--- Begin ---
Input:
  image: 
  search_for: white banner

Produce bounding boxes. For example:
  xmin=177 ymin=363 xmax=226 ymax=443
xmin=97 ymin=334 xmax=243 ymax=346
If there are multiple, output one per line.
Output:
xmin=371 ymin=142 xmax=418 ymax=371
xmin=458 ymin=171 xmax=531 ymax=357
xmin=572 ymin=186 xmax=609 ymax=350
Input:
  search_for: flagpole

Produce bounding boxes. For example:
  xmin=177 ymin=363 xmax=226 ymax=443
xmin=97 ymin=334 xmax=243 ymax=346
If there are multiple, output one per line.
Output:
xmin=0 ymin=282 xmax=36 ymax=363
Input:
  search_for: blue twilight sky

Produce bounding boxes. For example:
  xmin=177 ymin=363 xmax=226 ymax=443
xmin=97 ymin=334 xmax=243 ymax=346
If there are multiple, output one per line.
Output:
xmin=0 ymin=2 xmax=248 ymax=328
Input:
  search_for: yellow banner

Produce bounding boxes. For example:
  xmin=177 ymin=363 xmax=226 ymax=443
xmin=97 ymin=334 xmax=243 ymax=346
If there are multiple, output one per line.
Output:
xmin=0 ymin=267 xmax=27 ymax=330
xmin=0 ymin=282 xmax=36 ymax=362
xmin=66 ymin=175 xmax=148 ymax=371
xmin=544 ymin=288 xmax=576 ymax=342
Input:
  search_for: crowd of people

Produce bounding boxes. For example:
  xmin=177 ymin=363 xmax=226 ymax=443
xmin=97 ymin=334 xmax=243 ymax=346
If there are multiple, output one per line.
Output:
--- End ---
Show every line of the material above that contains the word "banner", copied in full. Case counts.

  search_for: white banner
  search_for: yellow banner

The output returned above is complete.